● Liste des consignes
1) Recopiez le passage de l'entretien avec le père Germain Gazoa qui commence par « Père Germain Gazoa » et se poursuit jusqu'à « force d’une Nation. ».
2) D'après l'entretien avec le père Germain Gazoa, qu'est-ce qui fait la force d'une Nation ?
3) Pour chacune des affirmations suivantes, dites si elle s'accorde avec l'entretien avec le père Germain Gazoa, en citant les mots qui permettent de trancher : (a) il est désormais trop tard pour se reconstruire ; (b) chacun est invité à regarder celui qui est en face comme son frère ; (c) on n'a rien à apprendre des autres pays.
+++ Texte à lire
Apic: Un message à l’intention des Ivoiriens ?
Père Germain Gazoa : Comme on le dit chez nous, «j’attrape les pieds» de chaque Ivoirien pour lui dire qu’on peut se construire à partir du néant. Rien n’est trop tard, rien n’est totalement détruit. Que chacun se ressaisisse pour regarder celui qui est en face comme son frère. Pour l’avenir de nos enfants, il faut taire en soi-même toute velléité de domination et regarder l’avenir avec sérénité. Il faut se dire qu’on a beaucoup à apprendre avec nos frères des autres régions et des autres pays. C’est la capacité d’accueillir, de composer avec celui qui est autre qui fait la force d’une Nation.
++++++
+++ Enregistrements extraits
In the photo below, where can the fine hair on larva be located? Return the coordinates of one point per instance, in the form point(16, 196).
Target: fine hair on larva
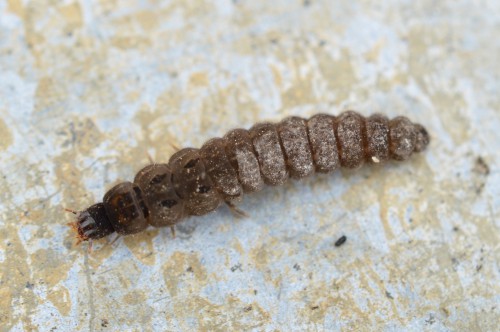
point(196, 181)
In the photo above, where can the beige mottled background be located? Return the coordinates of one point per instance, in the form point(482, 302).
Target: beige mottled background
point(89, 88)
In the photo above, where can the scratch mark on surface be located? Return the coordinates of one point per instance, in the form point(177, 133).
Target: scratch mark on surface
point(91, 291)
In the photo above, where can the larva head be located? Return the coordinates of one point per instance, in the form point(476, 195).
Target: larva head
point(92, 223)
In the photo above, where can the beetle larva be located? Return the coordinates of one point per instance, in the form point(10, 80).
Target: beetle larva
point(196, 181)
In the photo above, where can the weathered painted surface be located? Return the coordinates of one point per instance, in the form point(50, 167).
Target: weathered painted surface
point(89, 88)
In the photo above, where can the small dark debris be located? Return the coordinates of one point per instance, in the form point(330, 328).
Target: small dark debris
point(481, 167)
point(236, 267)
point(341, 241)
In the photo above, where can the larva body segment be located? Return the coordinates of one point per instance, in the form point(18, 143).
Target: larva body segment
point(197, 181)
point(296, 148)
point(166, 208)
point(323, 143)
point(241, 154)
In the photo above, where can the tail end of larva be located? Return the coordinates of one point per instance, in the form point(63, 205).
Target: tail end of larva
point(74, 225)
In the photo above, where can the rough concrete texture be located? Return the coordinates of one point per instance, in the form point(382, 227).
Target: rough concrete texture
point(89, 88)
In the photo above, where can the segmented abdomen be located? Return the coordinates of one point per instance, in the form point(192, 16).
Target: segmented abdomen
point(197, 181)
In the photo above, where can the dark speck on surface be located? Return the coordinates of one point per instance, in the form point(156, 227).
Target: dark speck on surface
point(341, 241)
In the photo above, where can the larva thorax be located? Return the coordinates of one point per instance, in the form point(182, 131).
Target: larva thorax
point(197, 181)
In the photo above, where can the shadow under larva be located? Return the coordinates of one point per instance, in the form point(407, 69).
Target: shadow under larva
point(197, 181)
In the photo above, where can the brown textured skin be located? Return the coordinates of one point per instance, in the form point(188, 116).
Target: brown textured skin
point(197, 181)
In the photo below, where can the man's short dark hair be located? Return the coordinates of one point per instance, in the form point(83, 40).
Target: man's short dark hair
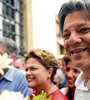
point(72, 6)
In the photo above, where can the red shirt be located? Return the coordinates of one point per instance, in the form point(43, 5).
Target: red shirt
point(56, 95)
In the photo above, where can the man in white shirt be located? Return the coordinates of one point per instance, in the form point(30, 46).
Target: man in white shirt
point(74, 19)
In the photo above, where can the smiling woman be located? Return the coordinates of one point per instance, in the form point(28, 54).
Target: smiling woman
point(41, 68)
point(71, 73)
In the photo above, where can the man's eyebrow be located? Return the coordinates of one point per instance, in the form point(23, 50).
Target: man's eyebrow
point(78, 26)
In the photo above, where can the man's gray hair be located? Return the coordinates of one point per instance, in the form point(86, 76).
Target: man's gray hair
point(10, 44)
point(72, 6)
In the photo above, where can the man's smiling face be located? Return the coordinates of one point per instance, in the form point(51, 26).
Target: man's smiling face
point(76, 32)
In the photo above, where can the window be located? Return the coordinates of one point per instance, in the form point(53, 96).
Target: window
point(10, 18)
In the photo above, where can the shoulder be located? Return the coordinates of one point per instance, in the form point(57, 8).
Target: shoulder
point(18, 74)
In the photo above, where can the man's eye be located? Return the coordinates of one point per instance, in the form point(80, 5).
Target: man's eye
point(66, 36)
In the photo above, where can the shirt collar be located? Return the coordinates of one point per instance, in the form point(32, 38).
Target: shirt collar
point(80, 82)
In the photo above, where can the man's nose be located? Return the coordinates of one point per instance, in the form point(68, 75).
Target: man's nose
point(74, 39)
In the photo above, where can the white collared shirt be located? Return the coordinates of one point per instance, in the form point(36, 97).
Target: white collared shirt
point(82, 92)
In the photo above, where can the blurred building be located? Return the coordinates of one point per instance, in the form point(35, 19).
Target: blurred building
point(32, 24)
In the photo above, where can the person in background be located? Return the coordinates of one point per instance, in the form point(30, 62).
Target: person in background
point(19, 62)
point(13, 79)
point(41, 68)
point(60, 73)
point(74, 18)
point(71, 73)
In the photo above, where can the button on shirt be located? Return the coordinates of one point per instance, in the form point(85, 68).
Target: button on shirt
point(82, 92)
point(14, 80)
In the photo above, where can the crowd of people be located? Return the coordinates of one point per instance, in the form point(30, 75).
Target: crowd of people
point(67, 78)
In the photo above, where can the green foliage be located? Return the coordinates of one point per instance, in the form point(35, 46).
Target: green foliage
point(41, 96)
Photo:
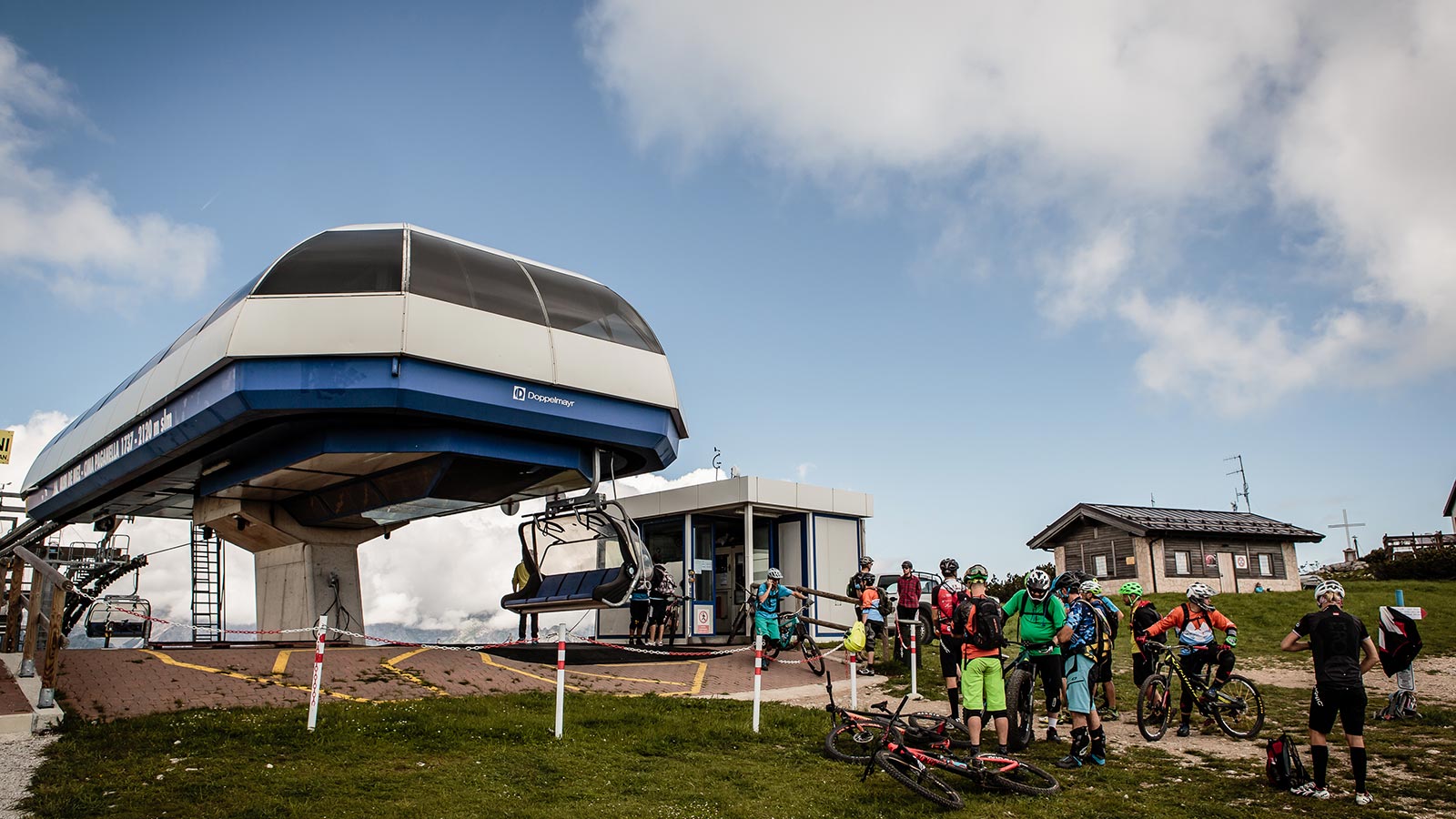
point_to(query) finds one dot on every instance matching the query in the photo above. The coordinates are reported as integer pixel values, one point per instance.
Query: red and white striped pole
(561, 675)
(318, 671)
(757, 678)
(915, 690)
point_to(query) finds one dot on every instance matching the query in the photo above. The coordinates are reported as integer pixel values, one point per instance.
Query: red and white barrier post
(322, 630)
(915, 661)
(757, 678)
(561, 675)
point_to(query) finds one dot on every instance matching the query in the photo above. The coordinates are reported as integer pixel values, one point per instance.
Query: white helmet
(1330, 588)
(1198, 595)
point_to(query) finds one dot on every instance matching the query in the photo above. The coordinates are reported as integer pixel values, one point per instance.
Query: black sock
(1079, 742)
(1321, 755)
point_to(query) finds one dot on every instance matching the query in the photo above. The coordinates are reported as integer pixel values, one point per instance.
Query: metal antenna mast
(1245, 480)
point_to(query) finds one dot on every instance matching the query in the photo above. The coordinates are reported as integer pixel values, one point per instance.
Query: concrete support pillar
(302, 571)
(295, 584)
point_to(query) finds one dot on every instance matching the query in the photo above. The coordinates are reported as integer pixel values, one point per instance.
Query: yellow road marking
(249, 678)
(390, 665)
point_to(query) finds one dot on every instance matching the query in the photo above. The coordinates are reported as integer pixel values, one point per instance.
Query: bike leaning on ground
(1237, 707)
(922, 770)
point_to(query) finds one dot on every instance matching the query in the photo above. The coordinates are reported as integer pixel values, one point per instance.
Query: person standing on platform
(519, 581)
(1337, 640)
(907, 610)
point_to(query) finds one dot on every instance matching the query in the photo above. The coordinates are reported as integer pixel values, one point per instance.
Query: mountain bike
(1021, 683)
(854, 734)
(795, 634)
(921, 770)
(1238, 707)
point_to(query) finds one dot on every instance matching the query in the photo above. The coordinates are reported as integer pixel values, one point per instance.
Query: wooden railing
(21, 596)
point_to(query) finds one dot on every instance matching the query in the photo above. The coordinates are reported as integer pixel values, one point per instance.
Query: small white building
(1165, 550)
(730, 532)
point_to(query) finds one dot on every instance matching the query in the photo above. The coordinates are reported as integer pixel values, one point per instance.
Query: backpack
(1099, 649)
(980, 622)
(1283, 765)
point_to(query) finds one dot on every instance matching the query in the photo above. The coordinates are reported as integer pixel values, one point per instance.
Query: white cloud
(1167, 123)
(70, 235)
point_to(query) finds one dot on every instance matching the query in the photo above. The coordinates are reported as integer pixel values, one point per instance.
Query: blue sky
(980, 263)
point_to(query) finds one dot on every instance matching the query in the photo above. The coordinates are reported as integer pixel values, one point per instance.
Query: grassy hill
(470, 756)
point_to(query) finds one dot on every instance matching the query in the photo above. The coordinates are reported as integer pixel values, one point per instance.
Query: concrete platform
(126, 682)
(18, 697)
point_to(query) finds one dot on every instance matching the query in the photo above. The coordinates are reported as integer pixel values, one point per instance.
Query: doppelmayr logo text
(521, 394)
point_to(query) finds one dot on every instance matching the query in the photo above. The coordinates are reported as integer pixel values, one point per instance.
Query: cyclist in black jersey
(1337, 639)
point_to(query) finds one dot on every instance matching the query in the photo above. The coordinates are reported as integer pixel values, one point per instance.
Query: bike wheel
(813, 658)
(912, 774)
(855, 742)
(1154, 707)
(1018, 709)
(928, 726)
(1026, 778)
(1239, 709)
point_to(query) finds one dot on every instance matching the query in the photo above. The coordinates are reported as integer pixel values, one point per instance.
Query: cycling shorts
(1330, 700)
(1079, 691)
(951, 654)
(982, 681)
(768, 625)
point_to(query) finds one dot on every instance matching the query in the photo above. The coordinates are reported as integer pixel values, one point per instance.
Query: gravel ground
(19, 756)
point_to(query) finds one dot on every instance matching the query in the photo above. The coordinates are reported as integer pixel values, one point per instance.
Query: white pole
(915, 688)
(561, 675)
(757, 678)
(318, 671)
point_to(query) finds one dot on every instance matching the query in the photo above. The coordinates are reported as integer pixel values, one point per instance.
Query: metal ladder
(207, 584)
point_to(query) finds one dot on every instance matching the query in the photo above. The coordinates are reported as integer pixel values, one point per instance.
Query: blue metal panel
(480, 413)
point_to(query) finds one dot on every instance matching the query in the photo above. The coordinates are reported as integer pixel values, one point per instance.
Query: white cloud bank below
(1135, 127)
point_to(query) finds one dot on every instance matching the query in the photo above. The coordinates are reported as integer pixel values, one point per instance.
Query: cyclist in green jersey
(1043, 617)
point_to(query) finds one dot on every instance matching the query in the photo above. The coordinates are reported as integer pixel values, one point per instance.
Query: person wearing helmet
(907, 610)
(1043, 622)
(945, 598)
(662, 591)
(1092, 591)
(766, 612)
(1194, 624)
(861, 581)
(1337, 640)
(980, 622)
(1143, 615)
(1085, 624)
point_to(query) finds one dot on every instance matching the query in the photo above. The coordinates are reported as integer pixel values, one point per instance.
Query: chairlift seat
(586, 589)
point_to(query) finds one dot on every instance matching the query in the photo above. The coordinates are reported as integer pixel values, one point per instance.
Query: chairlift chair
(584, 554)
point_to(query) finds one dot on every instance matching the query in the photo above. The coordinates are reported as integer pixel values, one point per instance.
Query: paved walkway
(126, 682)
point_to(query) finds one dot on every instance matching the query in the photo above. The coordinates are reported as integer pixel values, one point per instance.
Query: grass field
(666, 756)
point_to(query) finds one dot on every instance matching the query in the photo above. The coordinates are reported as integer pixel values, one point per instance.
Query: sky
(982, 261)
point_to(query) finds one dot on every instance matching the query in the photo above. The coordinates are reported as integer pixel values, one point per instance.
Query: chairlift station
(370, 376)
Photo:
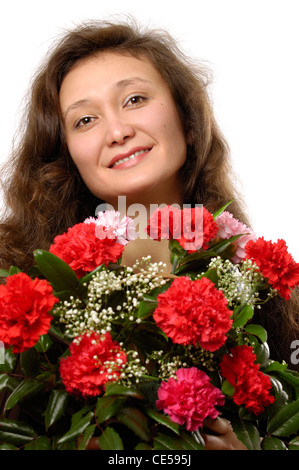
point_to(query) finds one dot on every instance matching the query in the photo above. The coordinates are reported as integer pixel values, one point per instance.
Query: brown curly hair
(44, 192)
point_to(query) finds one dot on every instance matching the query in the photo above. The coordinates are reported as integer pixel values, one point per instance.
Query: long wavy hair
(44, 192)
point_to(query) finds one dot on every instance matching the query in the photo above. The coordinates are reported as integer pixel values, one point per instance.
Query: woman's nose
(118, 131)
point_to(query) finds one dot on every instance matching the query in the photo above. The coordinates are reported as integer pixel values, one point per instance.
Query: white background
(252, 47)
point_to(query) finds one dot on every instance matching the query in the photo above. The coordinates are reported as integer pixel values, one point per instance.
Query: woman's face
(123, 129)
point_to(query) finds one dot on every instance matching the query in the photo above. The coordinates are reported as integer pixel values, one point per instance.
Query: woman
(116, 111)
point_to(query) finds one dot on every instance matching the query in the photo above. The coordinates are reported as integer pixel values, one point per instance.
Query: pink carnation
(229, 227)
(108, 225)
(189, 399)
++++++
● Réponses aux consignes
1)
Père Germain Gazoa : Comme on le dit chez nous, «j’attrape les pieds» de chaque Ivoirien pour lui dire qu’on peut se construire à partir du néant. Rien n’est trop tard, rien n’est totalement détruit. Que chacun se ressaisisse pour regarder celui qui est en face comme son frère. Pour l’avenir de nos enfants, il faut taire en soi-même toute velléité de domination et regarder l’avenir avec sérénité. Il faut se dire qu’on a beaucoup à apprendre avec nos frères des autres régions et des autres pays. C’est la capacité d’accueillir, de composer avec celui qui est autre qui fait la force d’une Nation.

2) La capacité d'accueillir, de composer avec celui qui est autre.

3)
(a) Non : « Rien n’est trop tard, rien n’est totalement détruit. »
(b) Oui : « Que chacun se ressaisisse pour regarder celui qui est en face comme son frère. »
(c) Non : « Il faut se dire qu’on a beaucoup à apprendre avec nos frères des autres régions et des autres pays. »